> [Written task] In the text on the NAS immigration report, replace "natives" with "native-born Americans" and give the section starting at "The NAS study" and ending at "benefit to natives.".

> [Excerpt]
Overall, the report by the National Academies (NAS) shows that immigration, legal and illegal, does create an economic benefit for native-born Americans, but this benefit is generated by reducing the wages of native-born workers, often the least-educated and poorest. Earlier waves of immigrants also are impacted. By lowering wages, immigration provides higher incomes and profits for businesses. The NAS also finds that immigrants (legal and illegal) at the present time create a net fiscal deficit (taxes paid minus services used) that is as large as or larger than the economic benefit. However, the immigrants themselves do benefit by coming here.

“The new NAS report provides invaluable insight,” said Steven Camarota, director of research for the Center for Immigration Studies. “Immigration is primarily a redistributive policy, transferring income from workers to owners of capital and from taxpayers to low-income immigrant families. The information in the new report will help Americans think about these tradeoffs in a constructive way.” (Full disclosure: Dr. Camarota was chosen by the NAS as outsider reviewer for the report and his research is cited in it.)

The NAS study is online at Findings in the study and conclusions:

  • Immigration does make the U.S. economy larger by adding workers and population. But a larger economy is not necessarily a benefit to natives.
  • Making reasonable assumptions, the NAS report estimates that the actual benefit to the native-born could be $54.2 billiona year. But relative to the income of natives the benefit is very small, representing a “0.31 percent overall increase in income” for native-born Americans (p. 128).
  • To generate that benefit, immigration has to reduce the wages of natives in competition with immigrant workers by $493.9 billion annually. But business gain $548.1 billion from these lost wages, for a net gain of $54.2 billion.1 Unfortunately, the NAS does not report this large income redistribution, though it provides all the information necessary to calculate it.
  • The above analysis is based on economic theory, but the report also summarizes empirical studies that have tried to directly measure the impact of immigration on the wages of natives. The size of the wage impact from such direct measurement is similar to that shown above (Table 5-3, pp. 207-208). But the size of this impact remains a subject for debate among economists.
  • Turning to the fiscal impact, immigrants do not pay enough in taxes to cover their consumption of public services at the present time. The NAS report presents eight different scenarios based on different assumptions about the current fiscal impact (taxes paid minus services used) of immigrants and their dependent children. All of the scenarios show that immigrants are a fiscal drain. The drain is as large as $278.7 billion a year.2 In all the scenarios dealing with the current fiscal impact the deficit is as large or larger than the economic benefit reported above.

> [Given data]
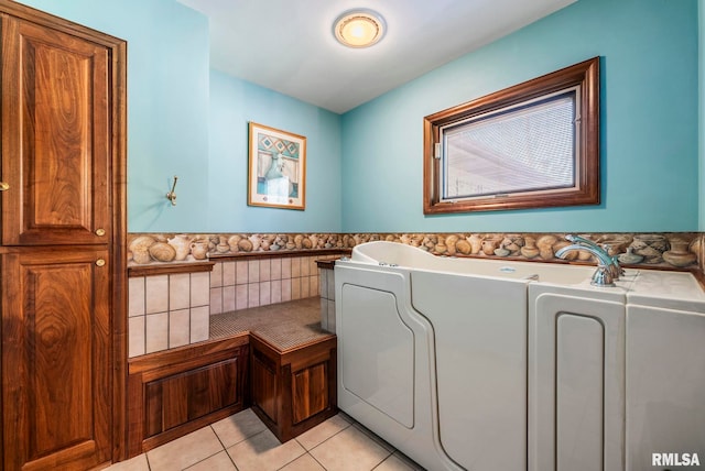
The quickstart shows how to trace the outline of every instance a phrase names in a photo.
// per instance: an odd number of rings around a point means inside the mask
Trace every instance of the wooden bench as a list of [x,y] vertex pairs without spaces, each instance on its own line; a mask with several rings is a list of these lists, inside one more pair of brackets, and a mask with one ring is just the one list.
[[337,413],[335,335],[319,298],[212,316],[210,339],[129,361],[137,456],[250,405],[280,441]]

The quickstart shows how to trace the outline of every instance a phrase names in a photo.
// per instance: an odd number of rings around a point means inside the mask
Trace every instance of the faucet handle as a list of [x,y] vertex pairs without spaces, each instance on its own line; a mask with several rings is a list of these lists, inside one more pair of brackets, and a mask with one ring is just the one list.
[[615,286],[615,281],[607,265],[597,266],[597,270],[593,273],[590,285],[600,287]]

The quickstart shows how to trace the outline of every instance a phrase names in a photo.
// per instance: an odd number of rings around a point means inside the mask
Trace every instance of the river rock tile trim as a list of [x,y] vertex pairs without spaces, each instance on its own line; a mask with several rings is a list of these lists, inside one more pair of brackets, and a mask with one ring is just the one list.
[[[581,233],[626,265],[705,270],[705,234],[702,232]],[[188,263],[212,254],[291,253],[324,249],[351,249],[357,244],[386,240],[419,247],[436,255],[475,256],[556,262],[555,252],[568,245],[565,233],[218,233],[128,234],[128,263],[145,265]],[[566,260],[589,261],[584,251],[571,252]]]

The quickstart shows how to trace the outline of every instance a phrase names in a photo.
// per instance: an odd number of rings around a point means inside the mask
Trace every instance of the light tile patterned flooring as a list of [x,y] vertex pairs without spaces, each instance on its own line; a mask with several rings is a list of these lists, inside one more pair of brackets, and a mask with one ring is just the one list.
[[339,413],[280,443],[251,409],[242,410],[109,471],[409,471],[423,470]]

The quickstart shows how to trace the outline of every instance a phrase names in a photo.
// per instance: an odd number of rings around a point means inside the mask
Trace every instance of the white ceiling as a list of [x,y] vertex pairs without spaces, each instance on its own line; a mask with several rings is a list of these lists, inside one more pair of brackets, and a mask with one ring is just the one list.
[[[343,113],[576,0],[177,0],[209,19],[210,65]],[[333,22],[368,8],[387,21],[370,48]]]

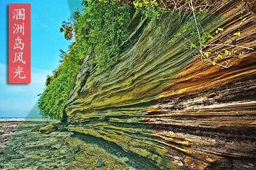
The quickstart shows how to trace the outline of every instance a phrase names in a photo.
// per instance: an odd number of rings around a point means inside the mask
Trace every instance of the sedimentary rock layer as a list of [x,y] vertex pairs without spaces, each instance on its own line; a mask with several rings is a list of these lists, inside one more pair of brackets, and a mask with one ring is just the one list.
[[[255,48],[253,3],[212,3],[199,21],[206,32],[224,31],[208,44],[233,44],[229,36],[240,28],[236,45]],[[242,27],[241,11],[247,17]],[[191,13],[170,11],[155,21],[134,14],[110,72],[97,72],[90,64],[94,54],[86,56],[67,103],[69,129],[138,156],[138,169],[255,169],[255,51],[206,46],[204,52],[244,53],[216,61],[228,68],[214,66],[186,48],[188,42],[198,44],[192,31],[170,42],[193,21]]]

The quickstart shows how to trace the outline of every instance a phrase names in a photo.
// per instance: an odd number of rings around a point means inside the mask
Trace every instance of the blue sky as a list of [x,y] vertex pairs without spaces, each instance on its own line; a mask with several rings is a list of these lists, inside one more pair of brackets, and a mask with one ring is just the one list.
[[[48,74],[59,64],[59,50],[71,42],[59,32],[61,22],[80,7],[81,0],[0,0],[0,117],[26,117],[37,103]],[[8,84],[8,4],[31,4],[31,83]]]

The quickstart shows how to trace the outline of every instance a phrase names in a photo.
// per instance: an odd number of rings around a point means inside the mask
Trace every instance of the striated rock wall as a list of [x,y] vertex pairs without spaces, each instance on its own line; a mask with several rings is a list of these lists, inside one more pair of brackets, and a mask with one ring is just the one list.
[[[237,32],[240,1],[211,2],[200,23],[211,33],[223,28],[211,40],[229,43],[222,37]],[[255,49],[255,4],[245,4],[236,45]],[[170,11],[140,21],[136,13],[110,72],[98,72],[88,54],[67,103],[69,130],[129,158],[138,169],[255,169],[255,51],[224,59],[228,68],[202,61],[181,36],[169,42],[191,18]]]

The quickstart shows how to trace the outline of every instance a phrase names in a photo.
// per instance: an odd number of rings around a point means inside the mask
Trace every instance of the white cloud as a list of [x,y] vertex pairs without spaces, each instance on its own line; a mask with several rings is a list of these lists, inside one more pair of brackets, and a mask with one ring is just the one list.
[[9,84],[7,82],[7,69],[6,65],[0,63],[0,111],[7,114],[14,111],[28,113],[37,102],[37,94],[42,91],[46,76],[51,74],[52,70],[32,67],[31,83]]

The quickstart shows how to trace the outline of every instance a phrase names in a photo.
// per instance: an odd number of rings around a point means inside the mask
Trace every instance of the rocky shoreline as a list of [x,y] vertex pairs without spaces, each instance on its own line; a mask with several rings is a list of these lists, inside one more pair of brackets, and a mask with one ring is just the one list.
[[127,158],[72,137],[66,126],[56,122],[0,122],[0,169],[135,169]]

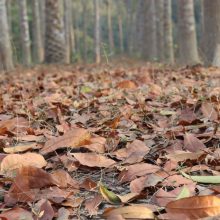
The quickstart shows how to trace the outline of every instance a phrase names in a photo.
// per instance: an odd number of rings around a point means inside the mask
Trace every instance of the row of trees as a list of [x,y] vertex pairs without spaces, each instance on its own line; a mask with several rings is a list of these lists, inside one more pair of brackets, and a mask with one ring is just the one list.
[[0,68],[129,55],[220,64],[219,0],[0,0]]

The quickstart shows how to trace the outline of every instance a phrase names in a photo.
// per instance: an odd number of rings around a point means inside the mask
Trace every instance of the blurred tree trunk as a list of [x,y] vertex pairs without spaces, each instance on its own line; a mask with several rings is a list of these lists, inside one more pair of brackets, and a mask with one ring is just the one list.
[[123,53],[124,52],[124,35],[123,35],[123,24],[122,24],[121,14],[118,14],[118,33],[119,33],[120,53]]
[[65,63],[66,46],[60,0],[46,0],[45,62]]
[[178,0],[178,39],[180,63],[199,63],[193,0]]
[[[40,10],[40,27],[41,27],[41,39],[42,39],[42,46],[45,48],[45,0],[39,1],[39,10]],[[43,57],[44,57],[44,50],[43,50]]]
[[[165,0],[166,2],[166,0]],[[157,21],[157,59],[164,60],[164,0],[155,0]]]
[[26,0],[18,0],[19,16],[20,16],[20,35],[22,46],[22,63],[25,66],[31,64],[31,41],[28,25],[27,2]]
[[75,30],[74,30],[74,17],[73,17],[73,3],[71,1],[71,9],[70,9],[70,23],[71,23],[71,27],[70,27],[70,47],[71,47],[71,51],[70,51],[70,58],[72,59],[73,55],[76,52],[76,43],[75,43]]
[[41,23],[40,23],[40,8],[39,1],[32,1],[32,12],[33,12],[33,60],[35,63],[43,62],[43,45],[42,45],[42,34],[41,34]]
[[142,56],[149,61],[157,59],[157,26],[155,1],[144,1],[145,20],[142,42]]
[[11,0],[6,1],[6,8],[7,8],[9,34],[11,35]]
[[135,13],[134,13],[134,4],[137,4],[136,1],[133,0],[126,0],[125,6],[126,6],[126,13],[127,13],[127,22],[126,22],[126,45],[129,55],[133,55],[134,52],[134,42],[135,42]]
[[0,30],[0,69],[9,71],[14,68],[14,65],[5,0],[0,0]]
[[138,0],[136,13],[136,50],[138,55],[141,55],[142,43],[144,42],[144,28],[145,28],[145,3],[144,0]]
[[119,49],[120,53],[124,52],[124,33],[123,33],[123,18],[122,18],[122,9],[123,9],[123,2],[122,0],[116,0],[116,13],[117,13],[117,20],[118,20],[118,42],[119,42]]
[[171,3],[171,0],[164,1],[164,60],[169,64],[174,63]]
[[95,8],[95,62],[101,62],[101,39],[100,39],[100,13],[99,13],[99,0],[94,0]]
[[88,18],[87,18],[87,0],[82,0],[82,6],[83,6],[83,60],[85,63],[87,63],[87,27],[88,27]]
[[65,29],[65,45],[66,45],[65,63],[70,63],[71,26],[72,26],[71,10],[72,10],[71,0],[64,0],[64,29]]
[[211,64],[215,58],[215,51],[220,44],[220,1],[203,0],[203,48],[206,63]]
[[115,44],[114,44],[114,35],[112,30],[112,12],[111,12],[111,0],[107,0],[107,17],[108,17],[108,42],[110,47],[111,54],[114,52]]

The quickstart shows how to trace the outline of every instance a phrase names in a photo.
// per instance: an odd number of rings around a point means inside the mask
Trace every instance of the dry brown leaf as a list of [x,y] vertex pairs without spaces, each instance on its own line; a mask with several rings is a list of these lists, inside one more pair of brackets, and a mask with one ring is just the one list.
[[198,160],[202,155],[205,155],[205,152],[198,151],[194,153],[186,151],[176,151],[173,154],[166,155],[166,158],[173,161],[182,162],[186,160]]
[[46,166],[47,161],[37,153],[10,154],[1,162],[1,172],[7,173],[15,171],[22,166],[32,166],[42,168]]
[[85,201],[85,209],[89,212],[89,215],[96,215],[98,211],[98,206],[102,202],[102,197],[100,195],[95,195],[94,198]]
[[117,84],[117,88],[120,89],[136,89],[136,84],[131,80],[124,80]]
[[125,219],[154,219],[153,211],[145,206],[124,206],[120,208],[108,208],[104,211],[104,217],[121,215]]
[[42,154],[47,154],[64,147],[79,147],[86,145],[90,138],[91,135],[87,130],[83,128],[74,128],[66,132],[63,136],[47,141],[40,152]]
[[218,119],[218,113],[216,112],[213,104],[210,102],[203,102],[201,111],[204,117],[208,118],[209,120],[215,121]]
[[16,131],[20,133],[29,127],[29,122],[23,117],[16,117],[0,122],[0,135],[4,135],[7,131]]
[[37,144],[36,143],[19,144],[13,147],[5,147],[3,148],[3,151],[8,154],[14,154],[14,153],[25,152],[31,149],[37,149]]
[[116,163],[104,155],[95,153],[73,153],[71,155],[73,155],[80,164],[88,167],[110,167]]
[[119,160],[126,159],[125,163],[135,163],[140,162],[149,150],[143,141],[134,140],[127,144],[126,148],[119,149],[114,154]]
[[2,220],[21,220],[21,219],[33,220],[34,218],[31,212],[25,209],[16,207],[8,211],[2,212],[0,214],[0,219]]
[[61,188],[79,188],[79,183],[75,179],[73,179],[65,170],[56,170],[52,173],[52,177],[54,180],[56,180],[57,185],[59,185],[59,187]]
[[184,214],[190,219],[199,219],[220,214],[220,198],[217,196],[193,196],[169,202],[166,211]]
[[22,167],[18,170],[17,176],[9,189],[7,200],[34,201],[40,188],[52,185],[56,185],[56,181],[49,173],[36,167]]
[[186,133],[184,135],[184,147],[190,152],[204,150],[206,146],[195,135]]
[[121,183],[131,181],[136,177],[144,176],[146,174],[155,173],[160,170],[160,167],[148,163],[139,163],[135,165],[127,166],[119,174],[119,181]]

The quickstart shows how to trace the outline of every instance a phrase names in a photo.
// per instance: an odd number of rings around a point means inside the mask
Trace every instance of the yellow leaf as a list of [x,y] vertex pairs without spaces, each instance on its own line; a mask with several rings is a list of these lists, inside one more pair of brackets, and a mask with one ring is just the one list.
[[99,184],[99,190],[103,198],[111,204],[121,204],[121,199],[113,192],[109,191],[104,185]]

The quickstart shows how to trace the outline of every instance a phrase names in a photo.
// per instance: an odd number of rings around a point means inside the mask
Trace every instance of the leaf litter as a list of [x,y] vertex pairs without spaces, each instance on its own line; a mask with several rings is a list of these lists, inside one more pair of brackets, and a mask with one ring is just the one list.
[[0,81],[1,218],[220,215],[218,69],[39,66]]

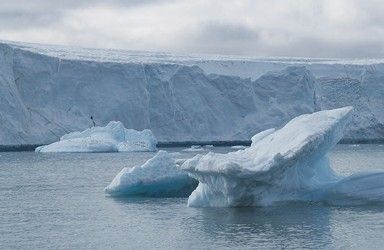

> [Result below]
The NAS study is online at Findings in the study and conclusions:

  • Immigration does make the U.S. economy larger by adding workers and population. But a larger economy is not necessarily a benefit to native-born Americans.